Exercises:
A. In the thesis proposal abstract on graph and vector queries, the paragraph beginning "We have developed TenGraph" lays out planned work in sentences that start with "We propose to" or "We will". List each piece of planned work those sentences state.
B. Translate this sentence from the thesis proposal abstract on graph and vector queries into French: "Tensors are multi-dimensional arrays, and have been utilized as data units in deep learning frameworks such as Tensor Flow and PyTorch."
C. Resume the thesis proposal abstract on graph and vector queries, picking up after its final sentence.

Excerpt provided:

==============================

The Hong Kong University of Science and Technology (Guangzhou)
数据科学与分析学域
PhD Thesis Proposal Examination
By Mr. LI Guanghua
摘要
Graphs and vectors are two data models frequently used in data analytics. Graphs represent structured data and emphasize the relationship between data items, while vectors represent unstructured data and contain the semantic information. Queries on both data models are time-consuming, due to computation complexity and costly distance calculation, respectively. We propose to support both graphs and vectors and enable hybrid processing of graph queries and vector similarity search in a unified GPU-accelerated in-memory system.
We first propose a tensor-based prototype for graph queries. Tensors are multi-dimensional arrays, and have been utilized as data units in deep learning frameworks such as Tensor Flow and PyTorch. Through tensors, these frameworks encapsulate optimized hardware dependent code for automatic performance wimprovement on modern processors. Inspired by this practice, we explore how to utilize tensors to efficiently process graph queries. Specifically, we design a succinct storage format for tensors to represent graph topology effectively and compose graph query operations using tensor computation.
We have developed TenGraph, our PyTorch-based prototype, and evaluated it on graph query benchmark workloads in comparison with a variety of CPU- and GPU-based systems. Our experimental results show that TenGraph not only achieves a speedup of 50-100 times on the GPU over the CPU but also outperforms the other CPU- and GPU-based systems significantly. However, the PyTorch-based graph query engine still has its limitations. Because of the lack of an efficient tensor operator for segmented set intersection in PyTorch, TenGraph can not fully efficiently support batched edge existence checking and queries on graph patterns with cycles. We propose to extend PyTorch with a new tensor operator segment_isin and utilize it to achieve efficient cyclic graph pattern matching. We will also explore implementing the graph-based approximate nearest neighbor search (ANNS) on tensor operators. We propose to add another new tensor operator rowwise_topk to support ANNS. We will implement joint queries that involve graph pattern matching and vector similarity search. We will also explore how to support graph edge insertion and deletion in TenGraph.

==============================

Dataset extract:

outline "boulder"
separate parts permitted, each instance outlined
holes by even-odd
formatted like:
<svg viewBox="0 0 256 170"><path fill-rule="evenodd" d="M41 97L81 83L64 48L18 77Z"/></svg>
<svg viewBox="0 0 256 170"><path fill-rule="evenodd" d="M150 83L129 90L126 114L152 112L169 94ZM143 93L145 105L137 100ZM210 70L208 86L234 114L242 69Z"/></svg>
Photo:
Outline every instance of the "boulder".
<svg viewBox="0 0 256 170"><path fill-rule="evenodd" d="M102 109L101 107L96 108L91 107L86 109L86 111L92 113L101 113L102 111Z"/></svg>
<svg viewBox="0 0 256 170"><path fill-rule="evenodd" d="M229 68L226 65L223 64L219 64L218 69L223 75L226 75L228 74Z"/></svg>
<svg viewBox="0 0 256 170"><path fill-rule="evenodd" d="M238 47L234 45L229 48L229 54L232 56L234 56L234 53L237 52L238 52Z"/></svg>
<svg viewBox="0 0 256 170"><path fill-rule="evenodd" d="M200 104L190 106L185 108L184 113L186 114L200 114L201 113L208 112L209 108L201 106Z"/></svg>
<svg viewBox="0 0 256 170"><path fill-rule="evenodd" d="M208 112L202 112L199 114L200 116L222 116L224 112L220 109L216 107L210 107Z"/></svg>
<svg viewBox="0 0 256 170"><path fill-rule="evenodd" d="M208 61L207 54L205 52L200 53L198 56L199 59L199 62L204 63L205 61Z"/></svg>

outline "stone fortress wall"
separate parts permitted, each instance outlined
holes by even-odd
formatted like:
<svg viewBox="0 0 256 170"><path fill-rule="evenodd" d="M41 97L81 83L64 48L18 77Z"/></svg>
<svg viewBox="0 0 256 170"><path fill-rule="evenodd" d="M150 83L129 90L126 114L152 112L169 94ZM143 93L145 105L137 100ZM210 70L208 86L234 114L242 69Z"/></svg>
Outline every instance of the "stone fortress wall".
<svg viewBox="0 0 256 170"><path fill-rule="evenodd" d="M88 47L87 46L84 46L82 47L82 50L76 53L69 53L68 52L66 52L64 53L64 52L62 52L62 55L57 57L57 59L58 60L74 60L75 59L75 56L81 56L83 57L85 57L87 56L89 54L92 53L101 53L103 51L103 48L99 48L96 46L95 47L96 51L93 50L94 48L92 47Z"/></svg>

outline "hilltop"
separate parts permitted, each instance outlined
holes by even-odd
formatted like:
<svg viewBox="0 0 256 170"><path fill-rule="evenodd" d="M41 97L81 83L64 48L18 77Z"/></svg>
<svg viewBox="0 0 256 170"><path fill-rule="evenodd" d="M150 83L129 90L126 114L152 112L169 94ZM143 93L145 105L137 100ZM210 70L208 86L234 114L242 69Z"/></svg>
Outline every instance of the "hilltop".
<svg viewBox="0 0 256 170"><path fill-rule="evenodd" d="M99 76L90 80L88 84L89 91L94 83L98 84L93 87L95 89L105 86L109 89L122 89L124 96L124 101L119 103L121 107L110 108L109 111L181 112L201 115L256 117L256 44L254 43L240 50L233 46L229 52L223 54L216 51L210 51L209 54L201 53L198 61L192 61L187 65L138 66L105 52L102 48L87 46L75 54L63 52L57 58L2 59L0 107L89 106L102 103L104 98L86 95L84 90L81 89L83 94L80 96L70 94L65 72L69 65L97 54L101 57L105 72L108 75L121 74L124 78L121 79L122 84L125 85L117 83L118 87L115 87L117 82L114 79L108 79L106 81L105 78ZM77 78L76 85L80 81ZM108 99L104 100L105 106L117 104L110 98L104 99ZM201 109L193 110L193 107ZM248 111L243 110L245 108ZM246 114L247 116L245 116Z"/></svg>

==============================

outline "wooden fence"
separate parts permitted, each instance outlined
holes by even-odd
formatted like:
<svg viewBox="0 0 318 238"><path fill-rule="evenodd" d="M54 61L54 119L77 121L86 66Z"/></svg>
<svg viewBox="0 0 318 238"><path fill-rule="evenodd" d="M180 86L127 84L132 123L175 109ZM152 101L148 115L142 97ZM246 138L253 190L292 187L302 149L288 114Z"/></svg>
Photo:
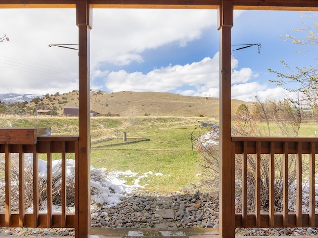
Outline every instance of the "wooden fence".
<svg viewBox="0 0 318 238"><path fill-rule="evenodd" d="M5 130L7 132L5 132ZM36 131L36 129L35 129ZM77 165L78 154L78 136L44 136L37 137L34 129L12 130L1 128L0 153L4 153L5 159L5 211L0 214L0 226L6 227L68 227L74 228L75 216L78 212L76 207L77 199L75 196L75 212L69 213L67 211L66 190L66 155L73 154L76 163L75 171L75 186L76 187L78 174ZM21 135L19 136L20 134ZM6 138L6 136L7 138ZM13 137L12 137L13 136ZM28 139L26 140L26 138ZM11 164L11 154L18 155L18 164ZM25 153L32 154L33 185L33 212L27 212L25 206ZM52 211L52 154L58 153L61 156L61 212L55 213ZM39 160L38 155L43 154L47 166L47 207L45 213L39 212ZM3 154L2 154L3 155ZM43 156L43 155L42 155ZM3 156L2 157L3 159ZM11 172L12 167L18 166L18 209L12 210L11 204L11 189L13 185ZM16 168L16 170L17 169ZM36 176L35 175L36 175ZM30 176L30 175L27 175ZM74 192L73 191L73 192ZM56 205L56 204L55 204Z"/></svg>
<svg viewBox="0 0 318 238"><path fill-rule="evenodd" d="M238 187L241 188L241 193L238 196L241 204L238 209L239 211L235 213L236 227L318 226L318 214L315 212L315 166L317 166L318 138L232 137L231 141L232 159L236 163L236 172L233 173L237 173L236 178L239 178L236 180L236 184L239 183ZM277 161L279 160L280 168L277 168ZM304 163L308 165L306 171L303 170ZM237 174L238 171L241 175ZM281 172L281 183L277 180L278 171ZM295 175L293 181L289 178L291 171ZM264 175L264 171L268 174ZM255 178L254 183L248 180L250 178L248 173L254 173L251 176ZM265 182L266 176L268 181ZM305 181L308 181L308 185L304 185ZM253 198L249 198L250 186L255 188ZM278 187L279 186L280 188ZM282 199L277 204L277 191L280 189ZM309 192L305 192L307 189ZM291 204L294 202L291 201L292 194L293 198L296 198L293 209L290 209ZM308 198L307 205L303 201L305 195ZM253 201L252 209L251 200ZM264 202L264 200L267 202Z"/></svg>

==============================

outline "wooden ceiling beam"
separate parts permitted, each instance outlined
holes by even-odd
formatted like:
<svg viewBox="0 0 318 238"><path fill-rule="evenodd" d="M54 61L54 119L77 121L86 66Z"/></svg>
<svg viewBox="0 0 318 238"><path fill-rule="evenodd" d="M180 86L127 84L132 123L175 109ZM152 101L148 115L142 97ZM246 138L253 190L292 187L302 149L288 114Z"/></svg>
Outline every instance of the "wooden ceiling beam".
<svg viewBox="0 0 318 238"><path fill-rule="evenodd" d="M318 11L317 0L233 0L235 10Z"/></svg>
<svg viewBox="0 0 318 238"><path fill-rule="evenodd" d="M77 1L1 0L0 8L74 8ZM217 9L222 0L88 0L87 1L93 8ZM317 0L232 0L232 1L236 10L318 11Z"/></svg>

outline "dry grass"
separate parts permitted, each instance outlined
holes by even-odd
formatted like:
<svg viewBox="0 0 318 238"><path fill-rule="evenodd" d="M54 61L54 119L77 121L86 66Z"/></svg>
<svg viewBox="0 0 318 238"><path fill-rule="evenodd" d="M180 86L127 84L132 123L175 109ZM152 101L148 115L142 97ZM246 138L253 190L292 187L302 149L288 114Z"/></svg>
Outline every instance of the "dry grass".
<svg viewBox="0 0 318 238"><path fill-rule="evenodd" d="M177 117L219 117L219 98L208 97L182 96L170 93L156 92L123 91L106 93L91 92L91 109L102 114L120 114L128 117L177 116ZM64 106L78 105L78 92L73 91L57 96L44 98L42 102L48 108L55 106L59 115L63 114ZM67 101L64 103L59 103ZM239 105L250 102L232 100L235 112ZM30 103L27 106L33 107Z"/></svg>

==============================

Answers to the problems:
A.
1. Extend PyTorch with a new tensor operator, segment_isin, and use it to achieve efficient cyclic graph pattern matching.
2. Explore implementing graph-based approximate nearest neighbor search (ANNS) on tensor operators.
3. Add another new tensor operator, rowwise_topk, to support ANNS.
4. Implement joint queries that involve graph pattern matching and vector similarity search.
5. Explore how to support graph edge insertion and deletion in TenGraph.

B. Les tenseurs sont des tableaux multidimensionnels et ont été utilisés comme unités de données dans des frameworks d'apprentissage profond tels que Tensor Flow et PyTorch.

C.
We propose to follow the architecture of composable databases and partial query evaluation, as adopted by an existing system, BOSS, to further extend our TenGraph system by integrating the cuVS library. Since both tensors and the basic data units in cuVS support cuda_array_interface, data conversion between PyTorch and cuVS will be zero-copy. We propose to explore the possible optimizations for deeper integration of graph and vector query processing after we combine TenGraph and cuVS.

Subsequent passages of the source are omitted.